* Excerpt:

Migration coverage is not taking often front pages in Tunisia and when it does it is mainly to tell about another tragedy at sea, the study How Does the Media on Both Sides of the Mediterranean Report on Migration discloses.
“Media coverage of migration does not play a major role in the editorial life of journalism in the country and where it does; it revolves around news about shipwrecked migrants and the leaving conditions of Arab or sub-Saharan communities in Tunisia.”
EUROMED Migration IV, funded by the Directorate General for Neighbourhood and Enlargement Negotiations of the EU, commissioned the Ethical Journalism Network to conduct the study for which 17 journalists are examining the quality of migration media coverage in the 17 European Neighborhood Policy countries in 2015 and 2016.
In Tunisia, the interest to the topic of migration is mainly news driven and the media has neither the resources, nor the understanding of the complexity of the migration phenomenon, the report reveals.
Partially, the weak interest in the topic could be explained with the fact that the North African country is among the few spared of the migration movement. Only 0,5% of the illegal migrants registered in the EU in 2016 have left from Tunisian coast.

* Record list:
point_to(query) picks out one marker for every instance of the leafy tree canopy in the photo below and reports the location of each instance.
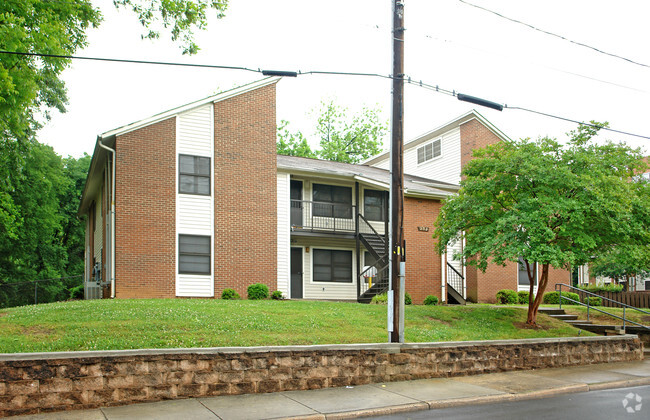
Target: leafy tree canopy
(547, 203)
(342, 137)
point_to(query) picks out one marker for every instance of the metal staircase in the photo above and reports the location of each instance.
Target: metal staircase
(375, 279)
(455, 285)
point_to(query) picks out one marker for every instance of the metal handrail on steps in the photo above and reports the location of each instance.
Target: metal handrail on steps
(624, 319)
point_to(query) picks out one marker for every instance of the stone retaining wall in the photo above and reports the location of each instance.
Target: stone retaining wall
(42, 382)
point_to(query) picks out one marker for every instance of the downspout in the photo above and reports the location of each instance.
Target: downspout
(112, 250)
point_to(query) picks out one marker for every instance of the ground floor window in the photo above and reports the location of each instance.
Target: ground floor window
(194, 254)
(332, 265)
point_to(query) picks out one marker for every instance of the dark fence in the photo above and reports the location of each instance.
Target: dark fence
(39, 291)
(639, 299)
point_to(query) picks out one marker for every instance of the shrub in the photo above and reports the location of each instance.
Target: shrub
(229, 294)
(431, 300)
(257, 291)
(522, 297)
(77, 292)
(381, 299)
(507, 296)
(593, 300)
(554, 298)
(604, 288)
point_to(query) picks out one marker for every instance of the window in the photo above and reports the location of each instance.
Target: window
(374, 205)
(332, 266)
(429, 151)
(332, 201)
(194, 254)
(194, 175)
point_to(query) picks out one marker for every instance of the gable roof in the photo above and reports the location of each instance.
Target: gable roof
(436, 132)
(100, 155)
(414, 185)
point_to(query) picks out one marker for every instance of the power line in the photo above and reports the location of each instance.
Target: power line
(556, 35)
(407, 79)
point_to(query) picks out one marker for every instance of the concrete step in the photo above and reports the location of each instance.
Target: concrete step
(565, 317)
(551, 311)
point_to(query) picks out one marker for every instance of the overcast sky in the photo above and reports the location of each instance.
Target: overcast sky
(448, 43)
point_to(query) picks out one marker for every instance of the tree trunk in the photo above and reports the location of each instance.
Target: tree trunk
(533, 305)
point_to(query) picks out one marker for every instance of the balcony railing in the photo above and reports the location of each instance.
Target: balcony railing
(316, 216)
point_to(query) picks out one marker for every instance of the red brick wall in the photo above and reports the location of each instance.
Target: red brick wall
(474, 135)
(145, 212)
(245, 191)
(423, 263)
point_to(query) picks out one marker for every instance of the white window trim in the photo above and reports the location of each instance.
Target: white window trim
(433, 158)
(331, 283)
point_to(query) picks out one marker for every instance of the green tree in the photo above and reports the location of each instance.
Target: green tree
(292, 144)
(547, 203)
(342, 137)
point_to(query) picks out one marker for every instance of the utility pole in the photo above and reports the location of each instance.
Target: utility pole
(397, 176)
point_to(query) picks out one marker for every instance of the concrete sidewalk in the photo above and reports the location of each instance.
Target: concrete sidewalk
(382, 398)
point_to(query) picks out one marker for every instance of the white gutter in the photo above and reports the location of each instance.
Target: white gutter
(112, 218)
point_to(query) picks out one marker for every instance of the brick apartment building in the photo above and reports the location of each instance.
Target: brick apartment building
(194, 200)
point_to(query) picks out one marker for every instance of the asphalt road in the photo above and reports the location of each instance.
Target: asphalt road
(621, 403)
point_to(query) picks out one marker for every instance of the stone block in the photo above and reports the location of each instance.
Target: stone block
(194, 365)
(10, 373)
(269, 385)
(206, 377)
(294, 384)
(162, 366)
(161, 392)
(56, 385)
(316, 383)
(191, 390)
(237, 388)
(243, 363)
(220, 388)
(22, 387)
(115, 382)
(340, 381)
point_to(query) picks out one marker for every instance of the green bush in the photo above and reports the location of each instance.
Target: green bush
(604, 288)
(381, 299)
(431, 300)
(553, 298)
(229, 294)
(507, 296)
(593, 300)
(77, 292)
(522, 297)
(257, 291)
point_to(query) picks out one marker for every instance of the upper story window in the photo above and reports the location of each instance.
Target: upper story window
(429, 151)
(194, 175)
(375, 204)
(332, 201)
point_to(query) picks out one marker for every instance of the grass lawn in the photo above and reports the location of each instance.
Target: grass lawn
(172, 323)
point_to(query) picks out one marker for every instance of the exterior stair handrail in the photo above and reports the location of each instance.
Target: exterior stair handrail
(558, 287)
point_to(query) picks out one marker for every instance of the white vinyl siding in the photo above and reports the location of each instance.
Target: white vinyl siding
(99, 232)
(445, 168)
(195, 213)
(323, 290)
(284, 233)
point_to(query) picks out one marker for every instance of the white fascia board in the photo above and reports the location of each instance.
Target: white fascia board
(436, 132)
(369, 181)
(174, 111)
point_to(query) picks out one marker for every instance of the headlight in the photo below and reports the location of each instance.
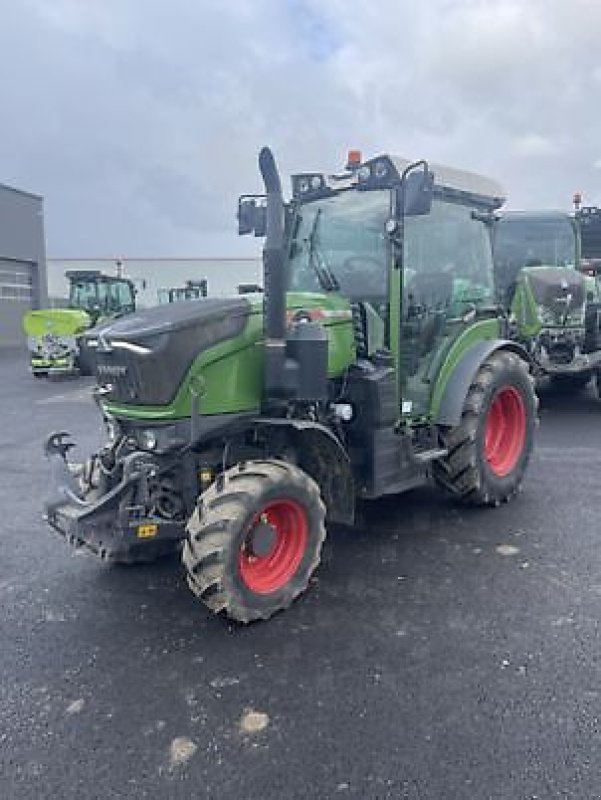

* Task directions:
Name every organization or official body that the excerpt on migration coverage in Tunisia mentions.

* Answer to this task:
- EUROMED Migration IV
- Directorate General for Neighbourhood and Enlargement Negotiations
- EU
- Ethical Journalism Network